We have no doubt that the judgment was appealable. We are, however, also of the opinion that, though the order or judgment was as to the particular facts in controversy a final order and appealable, in all of such cases the welfare of the child is the primary consideration, and, “the order in such a case is not an unalterable final judgment, but will last only as long as no material change of circumstances requires a change of custody.” Knapp v. Tolan, 26 N. D. 23, 142 N. W. 915, 49 L. R. A. (N. S.) 83.

That the order or judgment is appealable is to us the inevitable result of our prior decision in Knapp v. Tolan, supra. In the case of Knapp v. Tolan, supra, we held that:

“Where the writ of habeas corpus is used, not as a writ of liberty in the strict and original sense of the term, but only indirectly and theoretically as such and as a means for inquiring into and determining the rights of conflicting claimants to the care and custody of a minor child, the doctrine of res judicata will apply; and, where no material change of circumstances is shown to have arisen since the determination of a prior proceeding in habeas corpus which has been adjudicated in a court of competent jurisdiction, the writ will not be granted by another court as a matter of right.”

# [Given data]
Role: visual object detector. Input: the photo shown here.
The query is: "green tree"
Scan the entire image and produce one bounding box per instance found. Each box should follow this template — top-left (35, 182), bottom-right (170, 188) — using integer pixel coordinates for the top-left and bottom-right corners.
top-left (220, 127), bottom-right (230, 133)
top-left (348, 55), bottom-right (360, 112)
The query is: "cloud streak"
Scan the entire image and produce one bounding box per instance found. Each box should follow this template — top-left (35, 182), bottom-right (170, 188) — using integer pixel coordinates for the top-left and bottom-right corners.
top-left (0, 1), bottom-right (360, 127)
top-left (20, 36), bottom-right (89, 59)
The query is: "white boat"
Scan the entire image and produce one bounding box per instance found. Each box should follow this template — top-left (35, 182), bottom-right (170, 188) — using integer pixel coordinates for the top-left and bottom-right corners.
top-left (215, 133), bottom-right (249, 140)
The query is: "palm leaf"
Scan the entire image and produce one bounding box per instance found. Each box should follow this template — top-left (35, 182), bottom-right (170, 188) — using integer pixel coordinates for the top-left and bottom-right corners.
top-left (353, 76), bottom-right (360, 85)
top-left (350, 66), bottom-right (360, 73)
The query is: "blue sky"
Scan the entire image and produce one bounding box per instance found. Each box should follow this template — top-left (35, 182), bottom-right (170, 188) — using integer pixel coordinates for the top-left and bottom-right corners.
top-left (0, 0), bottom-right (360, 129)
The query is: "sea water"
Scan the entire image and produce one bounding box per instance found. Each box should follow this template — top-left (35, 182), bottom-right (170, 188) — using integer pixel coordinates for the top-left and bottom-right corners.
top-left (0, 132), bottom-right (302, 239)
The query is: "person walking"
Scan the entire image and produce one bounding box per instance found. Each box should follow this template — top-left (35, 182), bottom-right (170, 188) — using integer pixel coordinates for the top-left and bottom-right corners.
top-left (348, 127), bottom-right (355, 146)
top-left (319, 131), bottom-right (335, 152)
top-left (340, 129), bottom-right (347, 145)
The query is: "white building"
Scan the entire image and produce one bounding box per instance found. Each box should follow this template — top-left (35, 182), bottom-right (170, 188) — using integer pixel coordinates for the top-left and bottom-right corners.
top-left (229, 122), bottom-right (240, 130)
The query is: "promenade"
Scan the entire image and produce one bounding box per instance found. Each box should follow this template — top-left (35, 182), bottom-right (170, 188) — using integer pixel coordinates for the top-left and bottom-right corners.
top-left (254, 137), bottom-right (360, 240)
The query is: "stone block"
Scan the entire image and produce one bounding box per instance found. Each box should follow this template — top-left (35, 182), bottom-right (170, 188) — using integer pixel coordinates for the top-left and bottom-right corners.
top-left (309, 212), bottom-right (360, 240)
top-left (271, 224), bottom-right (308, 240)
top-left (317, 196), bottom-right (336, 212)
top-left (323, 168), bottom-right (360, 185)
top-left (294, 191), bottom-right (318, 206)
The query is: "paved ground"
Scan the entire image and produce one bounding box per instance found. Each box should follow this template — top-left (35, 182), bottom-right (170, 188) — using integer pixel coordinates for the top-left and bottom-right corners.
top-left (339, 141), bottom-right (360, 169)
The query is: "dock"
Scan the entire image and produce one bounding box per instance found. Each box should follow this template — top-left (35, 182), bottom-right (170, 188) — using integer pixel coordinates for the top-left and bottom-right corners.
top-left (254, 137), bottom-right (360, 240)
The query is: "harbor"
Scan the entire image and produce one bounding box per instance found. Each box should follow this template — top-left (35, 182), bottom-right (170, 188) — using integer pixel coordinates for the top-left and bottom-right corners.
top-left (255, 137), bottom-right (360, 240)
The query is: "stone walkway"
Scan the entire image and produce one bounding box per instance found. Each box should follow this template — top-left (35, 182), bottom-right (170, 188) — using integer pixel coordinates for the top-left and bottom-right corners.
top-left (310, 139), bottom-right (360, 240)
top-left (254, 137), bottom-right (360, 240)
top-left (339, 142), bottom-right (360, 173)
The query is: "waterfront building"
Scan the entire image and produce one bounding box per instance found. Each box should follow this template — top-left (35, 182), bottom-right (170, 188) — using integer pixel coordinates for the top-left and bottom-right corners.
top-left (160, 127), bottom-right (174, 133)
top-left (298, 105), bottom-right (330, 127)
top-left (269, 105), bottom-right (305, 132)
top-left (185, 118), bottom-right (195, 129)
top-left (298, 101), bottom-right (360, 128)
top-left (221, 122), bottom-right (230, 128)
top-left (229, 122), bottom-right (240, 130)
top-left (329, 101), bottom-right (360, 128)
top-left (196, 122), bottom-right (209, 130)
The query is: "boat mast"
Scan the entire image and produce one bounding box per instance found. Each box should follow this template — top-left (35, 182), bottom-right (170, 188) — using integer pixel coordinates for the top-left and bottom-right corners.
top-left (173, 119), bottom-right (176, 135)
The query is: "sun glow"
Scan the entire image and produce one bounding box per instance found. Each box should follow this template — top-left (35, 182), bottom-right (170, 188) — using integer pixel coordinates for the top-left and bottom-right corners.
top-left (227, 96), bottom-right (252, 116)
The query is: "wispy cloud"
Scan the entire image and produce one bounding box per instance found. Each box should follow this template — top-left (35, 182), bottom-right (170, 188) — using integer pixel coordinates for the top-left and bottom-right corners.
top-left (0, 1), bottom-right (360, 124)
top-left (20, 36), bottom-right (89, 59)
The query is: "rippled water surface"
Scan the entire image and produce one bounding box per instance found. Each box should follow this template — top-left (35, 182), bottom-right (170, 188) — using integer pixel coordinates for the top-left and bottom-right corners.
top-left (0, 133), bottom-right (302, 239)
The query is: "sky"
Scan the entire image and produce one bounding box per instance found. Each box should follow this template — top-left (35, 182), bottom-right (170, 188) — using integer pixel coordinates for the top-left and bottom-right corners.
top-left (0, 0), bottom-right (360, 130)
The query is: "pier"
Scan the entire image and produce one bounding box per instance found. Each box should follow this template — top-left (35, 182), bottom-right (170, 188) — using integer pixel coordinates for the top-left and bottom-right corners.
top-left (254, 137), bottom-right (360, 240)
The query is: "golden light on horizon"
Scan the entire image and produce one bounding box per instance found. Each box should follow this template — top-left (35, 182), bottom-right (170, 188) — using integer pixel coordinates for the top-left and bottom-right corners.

# [Written tasks]
a) Answer these questions from the court passage, one per line:
(i) What does the court call the primary consideration in all such cases?
(ii) Which earlier decision does the court say makes the order or judgment appealable?
(iii) In the quoted holding, what doctrine applies when the writ of habeas corpus is used to settle conflicting claims to the custody of a minor child?
b) Write out the records again over the stretch from their start through the line containing "top-left (215, 133), bottom-right (249, 140)", with "query" swapped for "label" wherever it occurs and nothing else changed.

# [Expected answers]
a)
(i) The welfare of the child.
(ii) Knapp v. Tolan.
(iii) The doctrine of res judicata.

b)
Role: visual object detector. Input: the photo shown here.
The label is: "green tree"
Scan the entire image and produce one bounding box per instance found. Each box should follow this template — top-left (35, 182), bottom-right (170, 188) — using integer pixel coordinates for the top-left and bottom-right corners.
top-left (220, 127), bottom-right (230, 133)
top-left (348, 55), bottom-right (360, 112)
The label is: "cloud streak"
Scan the entire image and produce one bounding box per instance found. Each box should follow this template — top-left (35, 182), bottom-right (170, 188) — using integer pixel coordinates for the top-left and bottom-right corners.
top-left (0, 1), bottom-right (360, 127)
top-left (20, 36), bottom-right (89, 59)
The label is: "white boat"
Scan the entire image and produce one bounding box per instance found. Each box should follow this template — top-left (35, 182), bottom-right (170, 188) — using integer pixel coordinates for the top-left and bottom-right corners.
top-left (215, 133), bottom-right (249, 140)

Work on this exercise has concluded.